Extract each of the entries below and reproduce every line verbatim.

:: Stored rows

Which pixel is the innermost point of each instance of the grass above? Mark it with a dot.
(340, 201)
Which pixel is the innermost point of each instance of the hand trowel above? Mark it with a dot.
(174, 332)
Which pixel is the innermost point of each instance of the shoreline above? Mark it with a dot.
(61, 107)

::::

Result of this exercise:
Which pixel is the innermost point of each instance of the grass above? Mark it with a dot.
(340, 201)
Which pixel is the innermost point of each instance of the hand trowel above? Mark it with a dot.
(174, 332)
Which pixel is the innermost point of each instance of the shoreline above? Mark it with a dot.
(61, 107)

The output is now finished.